_GIVEN EXERCISE 1_:
Answer these questions about the newsletter excerpt, one line each:
(a) In which city was the 1989 meeting whose attendance list the first letter writer checked?
(b) At which business meeting was the name-change proposal made?
(c) In which numbered issue did the first writer's earlier letter appear?

_SELECTED PASSAGE_:
********************
Cultural Ecology Specialty Group of the Association of American Geographers

Cultural Ecology Newsletter

(CEN #18 -- 1991)

[I am reproducing only part of an old Newsletter from 1991, which I have scanned into the computer, since it is relevant to current debates about name changes for the Group. Ed. 5/2000]

Cultural Ecology Newsletter, Number 18, Spring 1991, pp3-5

To the Editor:

Given the number of comments I have received, principally from friends, in response to my recent letter in the Cultural Ecology Newsletter (#17), it seems that I was not only wrong about my impressions of the last business meeting, but may have offended a number of members. In that letter I said that I was "told by more than one person in attendance that the individuals who promoted the idea of a name change appear to have mustered a sizeable following of individuals (many of whom may not have been bona fide members) who rarely, if ever, attend business meetings to dominate the vote." A comparison of a list of those in attendance with a list of members at the 1989 Baltimore meeting proved me wrong. Furthermore, and much to my chagrin, my informants did not appear on either list. Carelessly, I relied upon what turns out to have been third-hand information. I apologize to all members of the Cultural Ecology Specialty Group, and especially to those who raised and discussed the issue of a name change, for even insinuating that a cabal might exist. I do, however, maintain my previously stated position about the name change.

William E. Doolittle

To the Editor:

A name change for the Cultural Ecology Specialty Group was never the central issue of my proposal made at the Toronto business meeting. As I began by saying then and reiterate more carefully here, the proposal was a mechanism to stimulate us to address the more fundamental questions of pluralism and the health of our group. (Raising the intellectual issue without a concrete proposal as a wedge would have never led us to the current exchange.) In my mind, pluralism - the hallmark of holistic approaches claimed by both our discipline and our subfield - is intimately tied to the health of our group, from its intellectual base to the number of its quality members. While the health of our group is strong and perhaps improving, I believe that we fall considerably short of the mark that we can achieve and should seek.
********************
_RECORD EXCERPTS_:

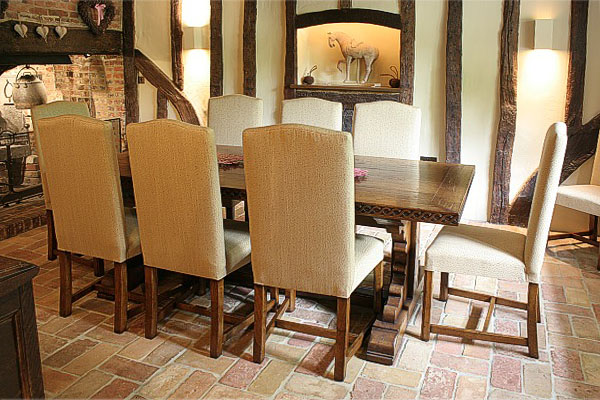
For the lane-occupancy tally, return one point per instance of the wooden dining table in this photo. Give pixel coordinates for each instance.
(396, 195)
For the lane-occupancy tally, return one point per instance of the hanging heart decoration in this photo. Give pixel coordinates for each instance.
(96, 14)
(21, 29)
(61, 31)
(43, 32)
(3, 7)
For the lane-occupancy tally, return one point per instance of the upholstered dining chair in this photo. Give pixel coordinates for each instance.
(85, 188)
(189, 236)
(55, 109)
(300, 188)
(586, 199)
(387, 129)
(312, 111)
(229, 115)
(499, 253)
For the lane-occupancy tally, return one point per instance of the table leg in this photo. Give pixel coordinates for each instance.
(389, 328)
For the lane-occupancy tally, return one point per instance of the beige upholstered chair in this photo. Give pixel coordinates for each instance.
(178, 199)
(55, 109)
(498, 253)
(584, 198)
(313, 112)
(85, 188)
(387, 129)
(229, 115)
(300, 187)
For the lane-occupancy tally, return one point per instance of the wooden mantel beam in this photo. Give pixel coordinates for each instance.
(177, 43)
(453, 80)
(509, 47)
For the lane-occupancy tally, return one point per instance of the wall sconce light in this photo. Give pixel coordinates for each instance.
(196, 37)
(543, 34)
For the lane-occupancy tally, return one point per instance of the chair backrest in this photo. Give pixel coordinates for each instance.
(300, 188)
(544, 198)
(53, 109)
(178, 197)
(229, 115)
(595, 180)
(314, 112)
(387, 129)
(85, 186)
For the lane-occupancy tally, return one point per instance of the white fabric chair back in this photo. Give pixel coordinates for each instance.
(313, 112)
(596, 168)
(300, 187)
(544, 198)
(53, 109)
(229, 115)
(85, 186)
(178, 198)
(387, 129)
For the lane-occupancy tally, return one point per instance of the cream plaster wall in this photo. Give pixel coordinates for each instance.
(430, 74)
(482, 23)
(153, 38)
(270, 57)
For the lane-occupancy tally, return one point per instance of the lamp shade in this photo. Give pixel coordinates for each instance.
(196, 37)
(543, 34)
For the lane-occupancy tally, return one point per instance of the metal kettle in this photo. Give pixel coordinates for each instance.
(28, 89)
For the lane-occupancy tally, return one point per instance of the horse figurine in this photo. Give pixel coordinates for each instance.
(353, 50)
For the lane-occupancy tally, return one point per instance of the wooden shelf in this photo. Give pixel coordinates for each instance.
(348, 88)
********************
_GIVEN EXERCISE 2_: Render the stretch of rows from the line containing "of the horse" through the end of the rows as a Markdown table with columns Row and Line. Number each line and leave out blank lines.

_FULL SOLUTION 1_:
(a) Baltimore
(b) The Toronto business meeting
(c) #17

_FULL SOLUTION 2_:
| Row | Line |
|---|---|
| 1 | For the lane-occupancy tally, return one point per instance of the horse figurine in this photo. Give pixel coordinates for each instance. |
| 2 | (353, 50) |
| 3 | For the lane-occupancy tally, return one point per instance of the wooden shelf in this photo. Give pixel coordinates for each instance. |
| 4 | (348, 88) |